**ASSIGNMENT:**
Every record is to be restated exactly, with nothing left out.

**INPUT MATERIAL:**
=== Section Start ===

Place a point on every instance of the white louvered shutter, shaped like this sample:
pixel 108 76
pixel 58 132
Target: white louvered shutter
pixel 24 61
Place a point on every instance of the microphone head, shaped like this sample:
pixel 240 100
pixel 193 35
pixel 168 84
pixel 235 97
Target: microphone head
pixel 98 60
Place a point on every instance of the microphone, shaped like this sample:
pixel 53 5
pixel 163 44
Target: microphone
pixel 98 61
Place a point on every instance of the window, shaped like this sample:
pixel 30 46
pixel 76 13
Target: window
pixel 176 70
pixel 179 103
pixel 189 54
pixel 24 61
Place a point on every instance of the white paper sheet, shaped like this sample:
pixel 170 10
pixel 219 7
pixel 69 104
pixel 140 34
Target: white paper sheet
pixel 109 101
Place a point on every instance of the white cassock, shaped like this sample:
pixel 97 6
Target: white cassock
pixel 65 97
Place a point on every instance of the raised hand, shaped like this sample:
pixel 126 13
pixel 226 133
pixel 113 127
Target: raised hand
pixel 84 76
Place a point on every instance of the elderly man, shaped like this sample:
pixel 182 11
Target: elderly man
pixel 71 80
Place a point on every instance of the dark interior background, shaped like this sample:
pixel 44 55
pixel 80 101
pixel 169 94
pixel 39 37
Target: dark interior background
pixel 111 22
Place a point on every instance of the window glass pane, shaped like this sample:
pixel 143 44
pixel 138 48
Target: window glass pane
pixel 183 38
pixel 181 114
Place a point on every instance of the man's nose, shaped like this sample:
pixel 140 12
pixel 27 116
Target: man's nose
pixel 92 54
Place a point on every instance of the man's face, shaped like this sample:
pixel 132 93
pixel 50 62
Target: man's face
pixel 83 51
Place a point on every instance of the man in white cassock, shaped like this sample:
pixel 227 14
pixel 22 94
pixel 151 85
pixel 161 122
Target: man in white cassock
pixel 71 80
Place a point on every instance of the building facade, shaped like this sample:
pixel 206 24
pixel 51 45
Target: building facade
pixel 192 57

=== Section End ===

**ANSWER TO THE EXERCISE:**
Place a point on every instance of the white louvered shutter, shaped like this sample:
pixel 108 76
pixel 58 132
Target: white louvered shutter
pixel 24 61
Place a point on every instance of the microphone head, shaped like this sample:
pixel 240 100
pixel 193 35
pixel 168 84
pixel 235 97
Target: microphone head
pixel 98 60
Place a point on every instance of the microphone, shaped like this sample:
pixel 53 5
pixel 163 44
Target: microphone
pixel 98 61
Place a point on every instance of the window, shaped like this sample:
pixel 30 46
pixel 76 13
Target: window
pixel 176 70
pixel 179 103
pixel 189 54
pixel 24 61
Place a point on every instance of the white paper sheet, shaped like this sample:
pixel 170 10
pixel 219 7
pixel 69 104
pixel 140 34
Target: white paper sheet
pixel 109 101
Place a point on every instance of the white cassock, shaped like this sample:
pixel 97 6
Target: white cassock
pixel 65 97
Place a point on every instance of the raised hand, shaped like this sample:
pixel 126 13
pixel 226 133
pixel 113 127
Target: raised hand
pixel 84 76
Place a point on every instance of the elderly man, shaped like this sample:
pixel 182 11
Target: elderly man
pixel 71 80
Place a point on every instance of the dark interior background, shaped like this sample:
pixel 44 55
pixel 80 101
pixel 169 94
pixel 39 37
Target: dark interior background
pixel 111 22
Place a point on every instance of the window glass pane, shaped like this sample:
pixel 143 44
pixel 138 48
Target: window glass pane
pixel 183 38
pixel 181 114
Place a point on every instance of the man's nose, shaped like this sample:
pixel 140 12
pixel 27 116
Target: man's nose
pixel 92 54
Place a point on every instance of the man's face, shaped like this sample:
pixel 132 93
pixel 50 62
Target: man's face
pixel 83 51
Place a point on every instance of the man in white cassock, shaped like this sample:
pixel 227 14
pixel 22 94
pixel 151 85
pixel 161 122
Target: man in white cassock
pixel 71 80
Place a point on every instance of the building facade, shaped like this sample:
pixel 206 24
pixel 51 45
Target: building facade
pixel 192 57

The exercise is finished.